--- PROMPT ---
Here is a listing. Repeat it exactly and in its entirety.

==== DATASET EXCERPTS

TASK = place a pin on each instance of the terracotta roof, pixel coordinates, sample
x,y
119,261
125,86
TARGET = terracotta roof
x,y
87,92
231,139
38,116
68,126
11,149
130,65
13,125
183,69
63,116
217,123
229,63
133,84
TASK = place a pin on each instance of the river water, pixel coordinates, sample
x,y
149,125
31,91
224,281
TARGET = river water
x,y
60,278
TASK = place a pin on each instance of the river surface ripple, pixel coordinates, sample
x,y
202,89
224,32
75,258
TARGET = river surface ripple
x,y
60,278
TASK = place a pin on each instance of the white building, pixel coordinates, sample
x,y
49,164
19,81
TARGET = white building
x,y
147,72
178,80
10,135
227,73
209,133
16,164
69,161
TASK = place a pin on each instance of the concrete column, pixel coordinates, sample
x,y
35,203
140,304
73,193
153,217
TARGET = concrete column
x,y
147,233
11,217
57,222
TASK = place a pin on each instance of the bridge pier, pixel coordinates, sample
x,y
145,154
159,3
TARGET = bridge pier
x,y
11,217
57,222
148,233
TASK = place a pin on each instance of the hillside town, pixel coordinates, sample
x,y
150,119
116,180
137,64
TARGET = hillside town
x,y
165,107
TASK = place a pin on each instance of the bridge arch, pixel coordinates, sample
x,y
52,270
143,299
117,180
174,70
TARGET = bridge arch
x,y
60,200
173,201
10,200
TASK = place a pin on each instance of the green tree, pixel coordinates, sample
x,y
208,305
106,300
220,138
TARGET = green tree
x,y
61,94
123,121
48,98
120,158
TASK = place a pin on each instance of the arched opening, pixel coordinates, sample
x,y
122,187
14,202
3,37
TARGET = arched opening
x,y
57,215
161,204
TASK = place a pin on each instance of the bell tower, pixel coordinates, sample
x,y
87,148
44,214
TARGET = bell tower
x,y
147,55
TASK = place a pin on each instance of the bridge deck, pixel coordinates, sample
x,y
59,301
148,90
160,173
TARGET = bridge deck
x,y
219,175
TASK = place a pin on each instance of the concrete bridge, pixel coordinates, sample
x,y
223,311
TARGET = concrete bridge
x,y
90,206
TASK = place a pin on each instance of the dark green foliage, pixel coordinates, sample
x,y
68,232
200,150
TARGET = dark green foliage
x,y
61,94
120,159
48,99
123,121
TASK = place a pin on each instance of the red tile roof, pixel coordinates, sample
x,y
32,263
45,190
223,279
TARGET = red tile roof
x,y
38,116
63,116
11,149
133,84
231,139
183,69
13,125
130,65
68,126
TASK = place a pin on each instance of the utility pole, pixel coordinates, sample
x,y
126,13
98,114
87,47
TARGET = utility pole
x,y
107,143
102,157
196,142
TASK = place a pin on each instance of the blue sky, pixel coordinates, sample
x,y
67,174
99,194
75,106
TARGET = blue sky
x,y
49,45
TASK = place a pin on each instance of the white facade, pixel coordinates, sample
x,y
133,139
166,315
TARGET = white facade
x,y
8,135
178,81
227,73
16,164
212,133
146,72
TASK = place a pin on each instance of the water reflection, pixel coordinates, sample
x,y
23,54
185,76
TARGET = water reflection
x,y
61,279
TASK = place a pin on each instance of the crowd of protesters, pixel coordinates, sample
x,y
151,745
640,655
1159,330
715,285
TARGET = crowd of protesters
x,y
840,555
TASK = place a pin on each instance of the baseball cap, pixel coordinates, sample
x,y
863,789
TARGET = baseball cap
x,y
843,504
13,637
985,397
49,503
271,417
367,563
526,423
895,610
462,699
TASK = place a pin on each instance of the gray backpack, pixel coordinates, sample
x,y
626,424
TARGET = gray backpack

========

--- SOLUTION BELOW ---
TASK = place a pin on each instance of the terracotta roof, pixel coordinates, sample
x,y
119,261
125,86
TARGET = terracotta roof
x,y
87,92
231,139
38,116
68,126
11,149
130,65
13,125
183,69
63,116
217,123
229,63
133,84
TASK = place a pin on each instance of the river water, pixel coordinates, sample
x,y
149,125
31,91
224,281
TARGET = river water
x,y
60,278
TASK = place a pin on each instance of the river surface ripple, pixel coordinates, sample
x,y
202,89
224,32
75,258
TARGET = river surface ripple
x,y
60,278
TASK = place a pin on each instance of the white building, pixel coordinates, sample
x,y
49,164
19,81
TARGET = white building
x,y
147,72
178,80
10,135
227,73
209,133
16,164
69,161
TASK = place a pin on each instance of the concrete column, pixel coordinates, sample
x,y
35,203
140,304
73,193
153,217
TARGET = concrete column
x,y
147,233
11,217
57,222
TASK = place a pin on each instance of the bridge pier, pixel coordinates, sample
x,y
145,154
159,3
TARGET = bridge pier
x,y
11,217
57,222
148,233
TASK = place a pin on each instance of the hillside town, pixel coordinates, sample
x,y
150,119
116,180
137,64
TARGET = hillside town
x,y
165,107
TASK = place a pin on each instance of the bridge arch, pixel coordinates, sample
x,y
52,270
143,299
117,180
174,70
TARGET = bridge arch
x,y
60,200
173,201
10,200
TASK = place a pin on each instance of the green tree, pixel coordinates, sample
x,y
208,305
106,300
220,138
TARGET = green tree
x,y
61,94
123,121
48,98
120,158
TASK = place a pin on each instance of the arched opening, pixel coordinates, sample
x,y
122,187
14,202
3,37
TARGET = arched opening
x,y
57,215
161,204
TASK = place a pin on each instance of the bell tower, pixel coordinates, sample
x,y
87,148
44,214
TARGET = bell tower
x,y
147,55
TASK = place a pin on each instance of the bridge deck, pixel coordinates, sample
x,y
59,301
148,90
160,173
TARGET = bridge deck
x,y
219,175
TASK = place a pin on each instance of the concrete bridge, pixel coordinates, sample
x,y
223,311
TARGET = concrete bridge
x,y
90,206
TASK = place a pin on each instance of the dark green foliage, pixel coordinates, sample
x,y
68,232
200,150
TARGET = dark green foliage
x,y
61,94
120,159
48,99
123,121
TASK = place a pin on each instance of the red tile roof, pixel coordinates, sample
x,y
32,263
45,190
223,279
TARGET = red tile roof
x,y
38,116
63,116
11,149
133,84
231,139
183,69
13,125
130,65
68,126
TASK = place a pin on each instance of the utility pole, pixel coordinates, sample
x,y
126,13
98,114
87,47
TARGET = utility pole
x,y
107,143
102,157
196,142
TASK = place a pin on each instance of the blue sky, pixel coordinates, sample
x,y
67,174
99,194
75,106
TARGET = blue sky
x,y
49,45
TASK = place a pin on each instance of the white facade, pixel coordinates, sample
x,y
133,139
166,315
TARGET = white facade
x,y
8,135
178,81
227,73
16,164
212,133
146,72
TASK = place a pin on each instance of the water reflection, pixel coordinates, sample
x,y
23,54
185,76
TARGET = water reflection
x,y
61,279
TASK = place a pin on each instance of the crowd of protesters, pixel coordinates, sample
x,y
151,745
640,655
1159,330
715,285
TARGET = crowd of protesters
x,y
840,555
TASK = place a pin on each instance of the baseball cap, pixel coordinates, sample
x,y
863,789
TARGET = baseball cap
x,y
843,504
13,637
985,397
49,503
271,417
367,563
526,423
895,610
462,699
TASK = place a pin on each instance of the gray backpack, pixel coordinates, sample
x,y
626,424
TARGET = gray backpack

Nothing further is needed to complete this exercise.